— WHAT YOU HAVE TO DO —
Wherever a line in the records contains the word "TARGET", return that line.

··· RECORD SET ···

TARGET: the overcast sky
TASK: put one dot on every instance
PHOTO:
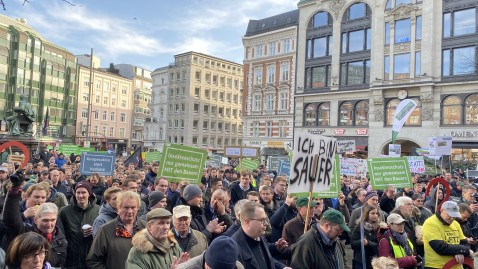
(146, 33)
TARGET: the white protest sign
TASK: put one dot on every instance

···

— WRITTEN REPLY —
TARGET: the overcast sky
TARGET: the white protest sign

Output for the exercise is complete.